◆ PROVIDED MATERIAL:
>> begin

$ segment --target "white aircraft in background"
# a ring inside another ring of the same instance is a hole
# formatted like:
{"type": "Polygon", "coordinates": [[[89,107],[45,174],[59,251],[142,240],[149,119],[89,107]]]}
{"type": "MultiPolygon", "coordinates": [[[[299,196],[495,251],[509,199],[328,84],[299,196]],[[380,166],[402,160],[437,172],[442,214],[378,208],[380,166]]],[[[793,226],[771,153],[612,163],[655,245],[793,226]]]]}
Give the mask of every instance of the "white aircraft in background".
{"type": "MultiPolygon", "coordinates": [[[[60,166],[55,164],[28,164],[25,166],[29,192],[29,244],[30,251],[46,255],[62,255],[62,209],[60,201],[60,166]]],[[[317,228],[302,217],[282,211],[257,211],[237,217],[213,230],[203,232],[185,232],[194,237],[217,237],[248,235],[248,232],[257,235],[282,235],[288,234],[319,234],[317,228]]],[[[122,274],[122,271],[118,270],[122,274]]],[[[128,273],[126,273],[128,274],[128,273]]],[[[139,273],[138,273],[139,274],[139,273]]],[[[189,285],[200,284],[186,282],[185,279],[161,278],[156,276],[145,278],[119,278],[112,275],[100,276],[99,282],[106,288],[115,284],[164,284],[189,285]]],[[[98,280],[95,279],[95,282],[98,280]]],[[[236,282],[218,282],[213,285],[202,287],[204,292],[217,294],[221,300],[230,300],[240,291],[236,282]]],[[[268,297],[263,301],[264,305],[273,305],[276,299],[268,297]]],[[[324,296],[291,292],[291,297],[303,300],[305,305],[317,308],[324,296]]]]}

>> end

◆ SET PROBLEM: Quote the material word for word, starting at its first line and ending at the line that contains "Give the mask".

◆ FINISHED TASK:
$ segment --target "white aircraft in background"
# a ring inside another ring of the same instance is a hole
# formatted like:
{"type": "Polygon", "coordinates": [[[89,107],[45,174],[59,251],[142,240],[149,119],[89,107]]]}
{"type": "MultiPolygon", "coordinates": [[[[299,196],[495,251],[509,199],[328,84],[299,196]],[[380,166],[402,160],[437,172],[442,214],[378,208],[380,166]]],[[[793,226],[771,153],[612,163],[655,245],[793,226]]]]}
Give the mask of every instance of the "white aircraft in background".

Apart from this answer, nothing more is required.